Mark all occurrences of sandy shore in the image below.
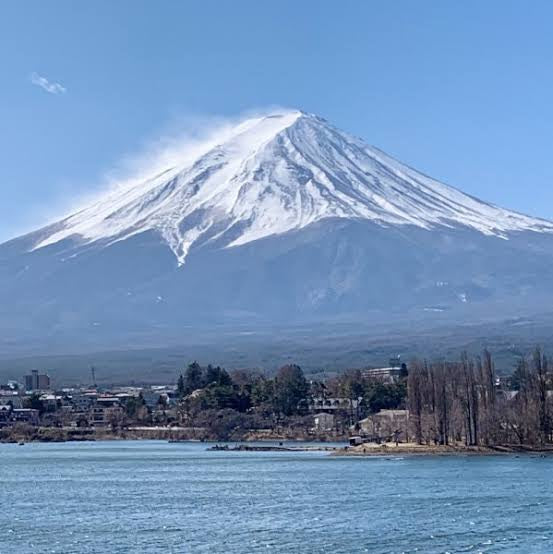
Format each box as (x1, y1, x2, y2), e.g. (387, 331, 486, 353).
(332, 442, 553, 456)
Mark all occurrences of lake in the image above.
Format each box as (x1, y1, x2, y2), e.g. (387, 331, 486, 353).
(1, 440, 552, 553)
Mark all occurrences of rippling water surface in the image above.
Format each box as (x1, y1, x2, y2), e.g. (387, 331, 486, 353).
(1, 441, 553, 553)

> **Exercise aim**
The job here is to find each line above with the word "occurrences" and copy it.

> **Solution to the exercise**
Mark all occurrences of sandy shore in the image below.
Mark all occurrences of lake in the image above.
Mark all occurrences of rippling water surface in the image above.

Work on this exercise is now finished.